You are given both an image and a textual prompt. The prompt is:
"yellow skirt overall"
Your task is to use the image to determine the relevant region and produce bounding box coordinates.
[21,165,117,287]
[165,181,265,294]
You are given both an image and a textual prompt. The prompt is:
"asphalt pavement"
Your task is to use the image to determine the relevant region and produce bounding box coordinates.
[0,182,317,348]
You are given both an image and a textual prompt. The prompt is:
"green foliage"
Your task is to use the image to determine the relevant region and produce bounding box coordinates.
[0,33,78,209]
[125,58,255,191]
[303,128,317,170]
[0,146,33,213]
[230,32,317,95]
----
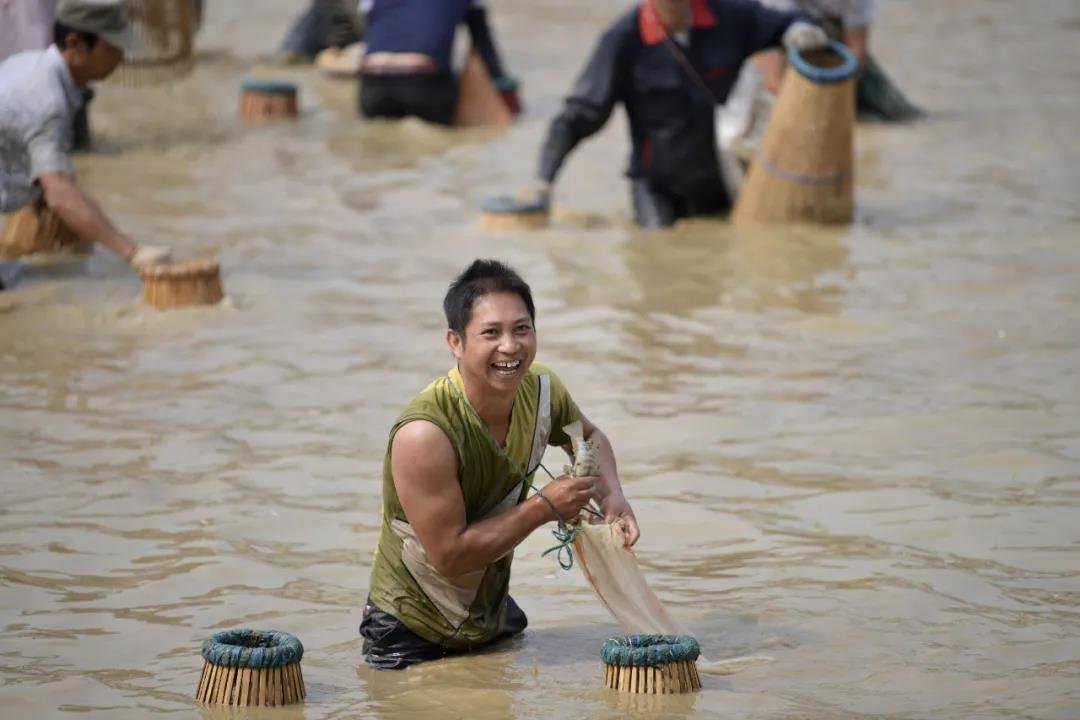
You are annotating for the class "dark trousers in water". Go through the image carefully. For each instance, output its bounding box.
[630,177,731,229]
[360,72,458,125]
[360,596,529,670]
----
— What is expected —
Copy the lines word for word from the line with "You are annotating" to the line with "[360,596,529,670]", including both of those lines.

— Answer for this exercise —
You are annotating for the class "dark trousers in water". Go through the image carefully. For each instance, output its bounding box.
[630,177,731,229]
[360,72,458,125]
[360,596,529,670]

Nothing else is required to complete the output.